::: Reading passage :::
Table 3 Comparison of FIB and Staphylococcus spp.

Since total staphylococci were observed to be more susceptible to inactivation by UV irradiation than FIB, Staphylococcus spp. inactivation cannot be used as enteric pathogen surrogates, such as E. coli, enterococci, and MS2 coliphage. In order to gauge the relative log10 reduction between Staphylococcus spp. and the other organisms which were tested, the linear equations for each organism was used to estimate the log10 reduction that would be observed relative to the dosage required for a 4 and 5-log10 reduction for Staphylococcus spp., respectively: being 13.0 and 20.9 mJ cm−2, respectively. These dosages were then used in the linear equations obtained from each decay curve (displayed in Table 2) to determine their relative log10 reduction to Staphylococcus spp. (Table 4).

Table 4 Log10 reduction credits relative to 4 and 5-log10 reduction of Staphylococcus spp.

Given the high concentrations of Staphylococcus spp. present in greywater, relative to FIB (ranging from 3 to 5-log10 higher) (Zimmerman et al. 2014), total staphylococci may still serve as a conservative measure for pathogen reduction for enteric bacteria, especially at the dosage for an observed 5-log10 reduction of Staphylococcus spp.; the log10 reduction difference at 20.9 mJ cm−2 observed between Staphylococcus spp. and the enteric bacteria tested is less than 3-log10, which is satisfactory given the 3 to 5-log10 concentration difference reported by Zimmerman et al. (2014). However, the UV dosage required to achieve a 5-log10 reduction of Staphylococcus spp. is estimated to only achieve some 1.2-log10 reduction in MS2 coliphage; this suggests Staphylococcus spp. would likely not be an adequate surrogate for enteric virus reduction in greywater, and an additional surrogate, such as endogenous (staphylococci) bacteriophages, is needed to represent enteric virus reduction.
::: Data records :::
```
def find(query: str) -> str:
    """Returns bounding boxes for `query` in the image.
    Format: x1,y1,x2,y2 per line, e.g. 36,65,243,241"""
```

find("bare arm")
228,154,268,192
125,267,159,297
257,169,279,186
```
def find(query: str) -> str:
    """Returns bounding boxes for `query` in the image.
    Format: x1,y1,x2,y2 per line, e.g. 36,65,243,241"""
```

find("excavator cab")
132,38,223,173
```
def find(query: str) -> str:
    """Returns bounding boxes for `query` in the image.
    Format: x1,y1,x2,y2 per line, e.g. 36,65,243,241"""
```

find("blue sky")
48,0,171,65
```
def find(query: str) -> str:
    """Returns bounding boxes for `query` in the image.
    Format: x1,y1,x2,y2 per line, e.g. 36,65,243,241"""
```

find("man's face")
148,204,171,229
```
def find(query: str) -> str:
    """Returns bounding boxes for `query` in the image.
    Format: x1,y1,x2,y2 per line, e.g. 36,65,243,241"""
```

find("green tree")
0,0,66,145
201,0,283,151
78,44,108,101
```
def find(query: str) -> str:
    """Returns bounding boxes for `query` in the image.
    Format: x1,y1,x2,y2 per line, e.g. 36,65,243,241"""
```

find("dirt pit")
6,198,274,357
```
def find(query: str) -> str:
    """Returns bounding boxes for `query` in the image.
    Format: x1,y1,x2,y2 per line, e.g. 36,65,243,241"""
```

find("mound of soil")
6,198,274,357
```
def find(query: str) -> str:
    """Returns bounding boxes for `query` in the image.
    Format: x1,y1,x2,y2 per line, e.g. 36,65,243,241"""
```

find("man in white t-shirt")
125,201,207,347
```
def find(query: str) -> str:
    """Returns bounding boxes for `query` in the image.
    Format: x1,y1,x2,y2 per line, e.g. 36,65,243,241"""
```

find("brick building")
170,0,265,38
:::
- _Actions to take_
**a)** Transcribe the UV inactivation passage from "Table 3 Comparison" up to and including "spp. (Table 4).".
**b)** Recast the paragraph of the UV inactivation passage beginning "Given the high concentrations of Staphylococcus spp." as a bulleted list that keeps its main facts.
**c)** Translate this sentence from the UV inactivation passage into Spanish: "These dosages were then used in the linear equations obtained from each decay curve (displayed in Table 2) to determine their relative log10 reduction to Staphylococcus spp. (Table 4)."

- _Exercise answers_
**a)**
Table 3 Comparison of FIB and Staphylococcus spp.

Since total staphylococci were observed to be more susceptible to inactivation by UV irradiation than FIB, Staphylococcus spp. inactivation cannot be used as enteric pathogen surrogates, such as E. coli, enterococci, and MS2 coliphage. In order to gauge the relative log10 reduction between Staphylococcus spp. and the other organisms which were tested, the linear equations for each organism was used to estimate the log10 reduction that would be observed relative to the dosage required for a 4 and 5-log10 reduction for Staphylococcus spp., respectively: being 13.0 and 20.9 mJ cm−2, respectively. These dosages were then used in the linear equations obtained from each decay curve (displayed in Table 2) to determine their relative log10 reduction to Staphylococcus spp. (Table 4).

**b)**
- Greywater contains Staphylococcus spp. at concentrations 3 to 5-log10 higher than FIB (Zimmerman et al. 2014). Total staphylococci may therefore still serve as a conservative measure of pathogen reduction for enteric bacteria.
- This applies especially at the dosage for an observed 5-log10 reduction of Staphylococcus spp. At 20.9 mJ cm−2, the log10 reduction difference between Staphylococcus spp. and the enteric bacteria tested is less than 3-log10. That is satisfactory given the 3 to 5-log10 concentration difference.
- The same dosage is estimated to achieve only about 1.2-log10 reduction in MS2 coliphage.
- Staphylococcus spp. would therefore likely not be an adequate surrogate for enteric virus reduction in greywater.
- An additional surrogate, such as endogenous (staphylococci) bacteriophages, is needed to represent enteric virus reduction.

**c)** Estas dosis se utilizaron luego en las ecuaciones lineales obtenidas de cada curva de decaimiento (mostradas en la Tabla 2) para determinar su reducción log10 relativa a Staphylococcus spp. (Tabla 4).